**Exercise directions:**
Look below for the line containing "Report one point per instance of the distant"; from there through the line containing "Report one point per instance of the rocky", both lines included, please set down each line exactly and nothing else.

**Material for this exercise:**
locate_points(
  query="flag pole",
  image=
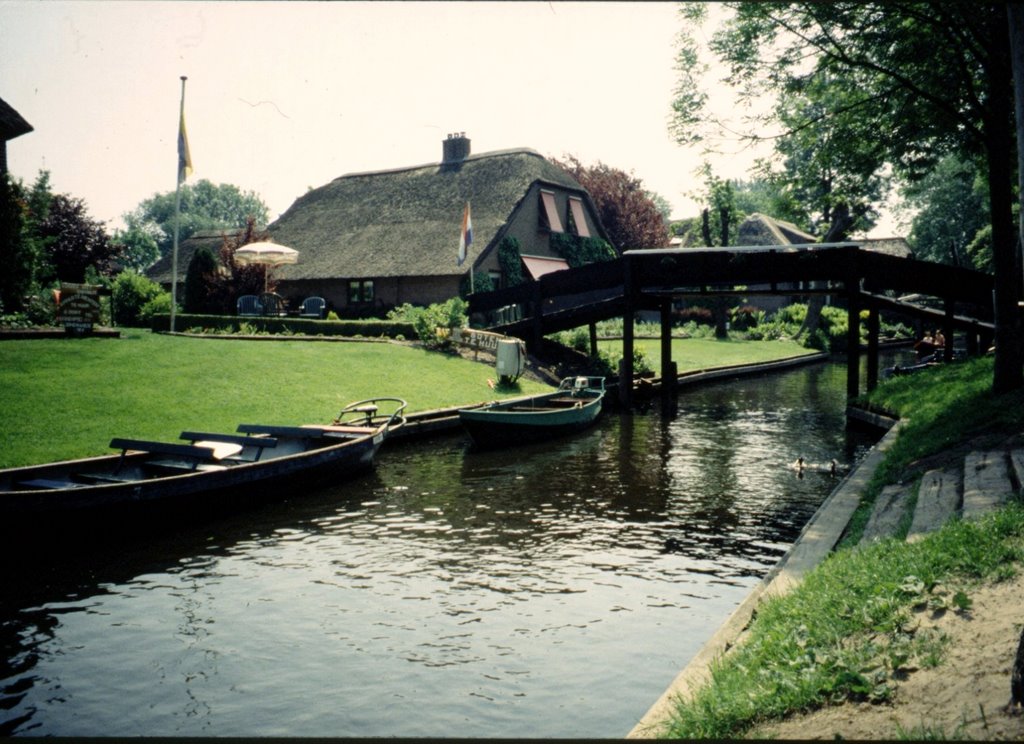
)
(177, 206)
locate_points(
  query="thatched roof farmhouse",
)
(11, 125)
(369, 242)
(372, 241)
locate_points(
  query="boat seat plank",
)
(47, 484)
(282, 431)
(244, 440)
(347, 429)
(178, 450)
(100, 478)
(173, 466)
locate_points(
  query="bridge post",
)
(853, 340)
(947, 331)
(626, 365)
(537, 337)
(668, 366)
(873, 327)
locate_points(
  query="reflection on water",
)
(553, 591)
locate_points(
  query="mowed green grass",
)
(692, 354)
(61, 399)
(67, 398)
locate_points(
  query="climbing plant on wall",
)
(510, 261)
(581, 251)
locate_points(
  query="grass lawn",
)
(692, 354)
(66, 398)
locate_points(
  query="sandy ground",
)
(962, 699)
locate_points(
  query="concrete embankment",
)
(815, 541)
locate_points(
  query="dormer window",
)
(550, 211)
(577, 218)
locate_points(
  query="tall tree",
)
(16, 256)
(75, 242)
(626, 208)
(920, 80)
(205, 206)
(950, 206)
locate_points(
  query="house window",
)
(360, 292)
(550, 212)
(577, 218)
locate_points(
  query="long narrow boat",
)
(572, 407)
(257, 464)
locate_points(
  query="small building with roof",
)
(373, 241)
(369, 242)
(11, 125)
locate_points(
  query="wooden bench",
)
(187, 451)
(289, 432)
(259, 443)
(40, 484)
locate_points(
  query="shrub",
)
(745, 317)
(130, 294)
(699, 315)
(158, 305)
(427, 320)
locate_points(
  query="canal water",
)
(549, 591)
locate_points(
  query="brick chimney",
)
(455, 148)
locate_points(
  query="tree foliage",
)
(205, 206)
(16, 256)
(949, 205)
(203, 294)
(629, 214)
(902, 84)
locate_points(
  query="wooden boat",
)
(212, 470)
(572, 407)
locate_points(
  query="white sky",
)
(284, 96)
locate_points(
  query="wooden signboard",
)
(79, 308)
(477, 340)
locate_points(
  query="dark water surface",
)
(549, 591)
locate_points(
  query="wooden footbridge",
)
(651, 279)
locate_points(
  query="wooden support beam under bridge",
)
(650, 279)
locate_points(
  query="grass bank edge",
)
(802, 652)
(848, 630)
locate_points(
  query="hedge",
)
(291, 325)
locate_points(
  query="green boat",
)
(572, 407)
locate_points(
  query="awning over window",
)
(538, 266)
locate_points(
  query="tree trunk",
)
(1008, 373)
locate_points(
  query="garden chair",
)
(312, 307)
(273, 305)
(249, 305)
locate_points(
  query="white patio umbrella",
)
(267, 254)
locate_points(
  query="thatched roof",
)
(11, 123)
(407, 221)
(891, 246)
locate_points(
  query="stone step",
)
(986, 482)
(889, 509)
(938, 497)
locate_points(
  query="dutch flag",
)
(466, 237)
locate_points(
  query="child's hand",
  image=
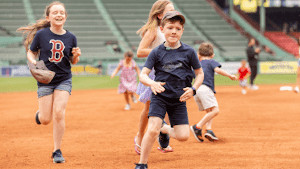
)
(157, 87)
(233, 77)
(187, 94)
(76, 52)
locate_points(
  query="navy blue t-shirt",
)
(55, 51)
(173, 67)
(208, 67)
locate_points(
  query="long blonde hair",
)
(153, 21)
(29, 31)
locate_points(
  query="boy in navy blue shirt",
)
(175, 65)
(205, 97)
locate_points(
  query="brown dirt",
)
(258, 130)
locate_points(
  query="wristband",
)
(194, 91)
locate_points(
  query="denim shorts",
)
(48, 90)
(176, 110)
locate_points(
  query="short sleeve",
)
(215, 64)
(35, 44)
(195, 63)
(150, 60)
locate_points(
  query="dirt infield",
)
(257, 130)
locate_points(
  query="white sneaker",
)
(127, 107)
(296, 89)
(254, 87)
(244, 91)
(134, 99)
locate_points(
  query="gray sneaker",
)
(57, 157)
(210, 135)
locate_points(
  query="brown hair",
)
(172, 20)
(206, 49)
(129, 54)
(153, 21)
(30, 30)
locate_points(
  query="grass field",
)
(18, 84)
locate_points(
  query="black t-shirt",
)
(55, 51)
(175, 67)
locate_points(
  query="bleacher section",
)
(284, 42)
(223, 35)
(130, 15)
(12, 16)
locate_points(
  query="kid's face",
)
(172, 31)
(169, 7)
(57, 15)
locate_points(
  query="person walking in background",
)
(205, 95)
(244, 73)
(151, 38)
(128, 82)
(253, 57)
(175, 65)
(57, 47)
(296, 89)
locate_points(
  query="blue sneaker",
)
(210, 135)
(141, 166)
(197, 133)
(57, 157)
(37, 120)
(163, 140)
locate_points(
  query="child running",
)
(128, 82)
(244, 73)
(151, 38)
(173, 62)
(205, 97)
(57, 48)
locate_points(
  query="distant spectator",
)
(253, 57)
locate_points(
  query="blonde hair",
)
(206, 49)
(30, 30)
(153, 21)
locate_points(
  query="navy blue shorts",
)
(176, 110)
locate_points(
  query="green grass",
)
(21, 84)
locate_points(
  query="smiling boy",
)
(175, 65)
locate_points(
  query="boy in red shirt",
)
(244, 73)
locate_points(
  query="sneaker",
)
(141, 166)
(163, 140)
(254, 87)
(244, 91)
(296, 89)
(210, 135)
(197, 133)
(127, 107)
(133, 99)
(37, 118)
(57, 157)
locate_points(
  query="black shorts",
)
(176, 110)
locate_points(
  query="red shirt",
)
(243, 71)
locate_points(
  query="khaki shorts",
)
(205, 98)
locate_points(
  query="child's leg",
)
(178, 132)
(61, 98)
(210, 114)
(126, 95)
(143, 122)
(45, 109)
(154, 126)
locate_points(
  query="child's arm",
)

==

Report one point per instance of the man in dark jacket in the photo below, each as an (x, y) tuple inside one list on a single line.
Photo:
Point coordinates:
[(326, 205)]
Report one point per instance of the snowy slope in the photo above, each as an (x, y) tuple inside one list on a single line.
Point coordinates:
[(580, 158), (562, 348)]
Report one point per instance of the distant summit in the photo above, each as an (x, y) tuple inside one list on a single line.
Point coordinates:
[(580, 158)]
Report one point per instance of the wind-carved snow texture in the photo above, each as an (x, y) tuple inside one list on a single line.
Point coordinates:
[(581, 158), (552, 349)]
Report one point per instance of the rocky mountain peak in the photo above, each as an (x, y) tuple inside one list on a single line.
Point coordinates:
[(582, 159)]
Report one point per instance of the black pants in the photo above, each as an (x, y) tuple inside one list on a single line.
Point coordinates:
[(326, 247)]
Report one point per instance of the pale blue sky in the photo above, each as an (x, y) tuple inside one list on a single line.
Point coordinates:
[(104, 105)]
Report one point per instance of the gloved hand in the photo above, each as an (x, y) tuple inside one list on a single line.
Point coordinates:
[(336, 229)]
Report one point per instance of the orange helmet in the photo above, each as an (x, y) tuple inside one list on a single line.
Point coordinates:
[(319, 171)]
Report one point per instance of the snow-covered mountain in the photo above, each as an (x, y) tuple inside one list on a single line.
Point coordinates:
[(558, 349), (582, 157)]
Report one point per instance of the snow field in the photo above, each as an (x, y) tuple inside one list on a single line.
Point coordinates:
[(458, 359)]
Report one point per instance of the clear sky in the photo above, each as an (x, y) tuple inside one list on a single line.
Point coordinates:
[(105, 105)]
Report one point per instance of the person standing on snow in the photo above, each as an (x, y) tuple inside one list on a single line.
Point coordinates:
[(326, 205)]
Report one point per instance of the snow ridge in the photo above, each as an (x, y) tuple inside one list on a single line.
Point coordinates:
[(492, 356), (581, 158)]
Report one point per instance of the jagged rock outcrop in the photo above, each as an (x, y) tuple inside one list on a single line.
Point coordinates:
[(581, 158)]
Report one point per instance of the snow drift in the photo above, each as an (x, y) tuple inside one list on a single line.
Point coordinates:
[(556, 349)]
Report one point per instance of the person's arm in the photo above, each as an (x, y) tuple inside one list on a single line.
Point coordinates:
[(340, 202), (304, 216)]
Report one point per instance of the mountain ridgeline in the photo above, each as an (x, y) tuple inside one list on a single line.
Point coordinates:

...

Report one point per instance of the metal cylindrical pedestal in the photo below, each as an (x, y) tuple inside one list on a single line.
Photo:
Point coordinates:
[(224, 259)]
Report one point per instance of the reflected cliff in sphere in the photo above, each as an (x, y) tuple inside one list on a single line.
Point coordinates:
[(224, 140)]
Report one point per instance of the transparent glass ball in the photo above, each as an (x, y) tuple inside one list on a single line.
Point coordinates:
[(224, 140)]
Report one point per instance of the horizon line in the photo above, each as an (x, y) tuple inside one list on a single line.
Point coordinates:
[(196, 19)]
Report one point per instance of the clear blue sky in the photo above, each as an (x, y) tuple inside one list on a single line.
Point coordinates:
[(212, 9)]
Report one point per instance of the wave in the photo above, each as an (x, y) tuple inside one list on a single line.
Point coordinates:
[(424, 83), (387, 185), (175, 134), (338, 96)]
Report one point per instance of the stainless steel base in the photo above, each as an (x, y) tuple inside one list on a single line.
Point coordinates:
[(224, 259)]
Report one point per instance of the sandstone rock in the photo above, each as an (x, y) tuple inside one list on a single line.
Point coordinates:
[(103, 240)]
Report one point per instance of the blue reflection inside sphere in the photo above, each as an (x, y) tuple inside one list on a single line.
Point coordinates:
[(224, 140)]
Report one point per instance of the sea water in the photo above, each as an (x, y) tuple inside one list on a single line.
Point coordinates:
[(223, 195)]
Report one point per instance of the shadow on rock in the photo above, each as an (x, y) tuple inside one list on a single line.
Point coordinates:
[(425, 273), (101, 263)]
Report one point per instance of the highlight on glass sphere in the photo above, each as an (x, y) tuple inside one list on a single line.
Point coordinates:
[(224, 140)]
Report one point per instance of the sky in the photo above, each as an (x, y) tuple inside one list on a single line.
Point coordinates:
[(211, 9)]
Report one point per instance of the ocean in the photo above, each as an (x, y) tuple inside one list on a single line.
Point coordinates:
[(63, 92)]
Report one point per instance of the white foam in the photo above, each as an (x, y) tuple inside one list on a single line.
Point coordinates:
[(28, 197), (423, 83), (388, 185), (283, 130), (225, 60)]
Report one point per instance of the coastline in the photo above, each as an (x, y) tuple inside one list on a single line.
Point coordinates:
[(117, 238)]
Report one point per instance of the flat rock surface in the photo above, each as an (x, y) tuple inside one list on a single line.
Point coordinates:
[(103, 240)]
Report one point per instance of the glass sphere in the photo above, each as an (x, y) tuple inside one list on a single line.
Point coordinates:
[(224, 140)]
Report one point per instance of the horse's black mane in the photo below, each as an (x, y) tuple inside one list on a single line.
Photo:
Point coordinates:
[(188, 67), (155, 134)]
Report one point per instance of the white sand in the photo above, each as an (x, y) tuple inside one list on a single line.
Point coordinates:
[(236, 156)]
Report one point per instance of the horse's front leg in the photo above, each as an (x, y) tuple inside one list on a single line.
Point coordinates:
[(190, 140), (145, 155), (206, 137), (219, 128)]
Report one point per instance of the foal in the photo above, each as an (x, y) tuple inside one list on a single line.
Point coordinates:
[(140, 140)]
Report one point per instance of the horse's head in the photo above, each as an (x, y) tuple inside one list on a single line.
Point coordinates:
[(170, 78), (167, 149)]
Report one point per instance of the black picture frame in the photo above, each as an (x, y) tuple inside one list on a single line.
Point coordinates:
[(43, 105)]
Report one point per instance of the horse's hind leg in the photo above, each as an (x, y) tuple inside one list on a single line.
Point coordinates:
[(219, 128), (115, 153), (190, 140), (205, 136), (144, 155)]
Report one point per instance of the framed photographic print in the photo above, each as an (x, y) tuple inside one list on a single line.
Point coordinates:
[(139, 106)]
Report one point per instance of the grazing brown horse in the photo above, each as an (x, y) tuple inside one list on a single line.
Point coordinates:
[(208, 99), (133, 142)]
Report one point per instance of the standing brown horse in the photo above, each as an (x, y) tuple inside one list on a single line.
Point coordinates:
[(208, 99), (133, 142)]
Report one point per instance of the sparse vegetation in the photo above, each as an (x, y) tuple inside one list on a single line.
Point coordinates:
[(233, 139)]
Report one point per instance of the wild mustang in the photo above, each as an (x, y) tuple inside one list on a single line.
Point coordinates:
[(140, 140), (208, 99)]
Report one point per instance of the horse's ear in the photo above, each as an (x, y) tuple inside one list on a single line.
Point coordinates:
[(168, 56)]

**Reply to the exercise:**
Report one point per instance of the distant summit in the photo above, each as an (x, y) tuple inside one list on a single line.
Point coordinates:
[(580, 158)]
Report one point per instance of the wind-carved snow texture in the photo above, each as an (x, y) tuple inside one list on a single line.
Point coordinates:
[(581, 158), (552, 349)]
Report one point per instance of the rocky mountain peak in the photo above, each as an (x, y) tuple inside one list on a single line.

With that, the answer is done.